> **Directions**: Beginning at the line that contains "negative clicks: (392, 445) (395, 461)" and ending at the last line of the records below, retype each line exactly and add nothing.

> **Exercise materials**:
--- START ---

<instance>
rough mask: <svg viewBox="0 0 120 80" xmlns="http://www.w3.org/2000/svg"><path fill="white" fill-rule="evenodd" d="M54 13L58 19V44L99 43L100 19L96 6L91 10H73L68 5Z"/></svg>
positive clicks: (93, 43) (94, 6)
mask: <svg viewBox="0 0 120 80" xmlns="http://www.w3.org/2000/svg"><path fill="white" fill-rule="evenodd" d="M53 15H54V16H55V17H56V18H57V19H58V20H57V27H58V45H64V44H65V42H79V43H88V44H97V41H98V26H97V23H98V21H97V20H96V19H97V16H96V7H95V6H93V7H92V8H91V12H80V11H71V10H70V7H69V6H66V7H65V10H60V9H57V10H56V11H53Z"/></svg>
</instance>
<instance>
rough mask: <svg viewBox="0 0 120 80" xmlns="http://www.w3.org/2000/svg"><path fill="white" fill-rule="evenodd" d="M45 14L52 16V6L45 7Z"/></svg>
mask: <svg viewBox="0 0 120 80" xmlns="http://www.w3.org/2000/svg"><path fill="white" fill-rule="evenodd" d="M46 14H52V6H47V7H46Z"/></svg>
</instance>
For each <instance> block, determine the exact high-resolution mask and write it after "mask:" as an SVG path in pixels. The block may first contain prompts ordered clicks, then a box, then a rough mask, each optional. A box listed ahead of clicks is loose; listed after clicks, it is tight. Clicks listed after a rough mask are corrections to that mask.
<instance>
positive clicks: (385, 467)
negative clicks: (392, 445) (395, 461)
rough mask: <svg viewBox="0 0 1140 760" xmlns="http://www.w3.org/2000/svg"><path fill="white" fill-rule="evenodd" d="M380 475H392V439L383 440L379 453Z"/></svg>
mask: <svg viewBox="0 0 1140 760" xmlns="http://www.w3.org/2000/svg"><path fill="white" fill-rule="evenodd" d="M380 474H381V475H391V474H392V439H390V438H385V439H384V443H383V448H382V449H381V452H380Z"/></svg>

--- END ---

> **Reply**:
negative clicks: (392, 445) (395, 461)
rough mask: <svg viewBox="0 0 1140 760" xmlns="http://www.w3.org/2000/svg"><path fill="white" fill-rule="evenodd" d="M380 475H392V439L383 440L379 453Z"/></svg>
mask: <svg viewBox="0 0 1140 760" xmlns="http://www.w3.org/2000/svg"><path fill="white" fill-rule="evenodd" d="M380 474H381V475H391V474H392V439H390V438H385V439H384V443H383V448H382V449H381V452H380Z"/></svg>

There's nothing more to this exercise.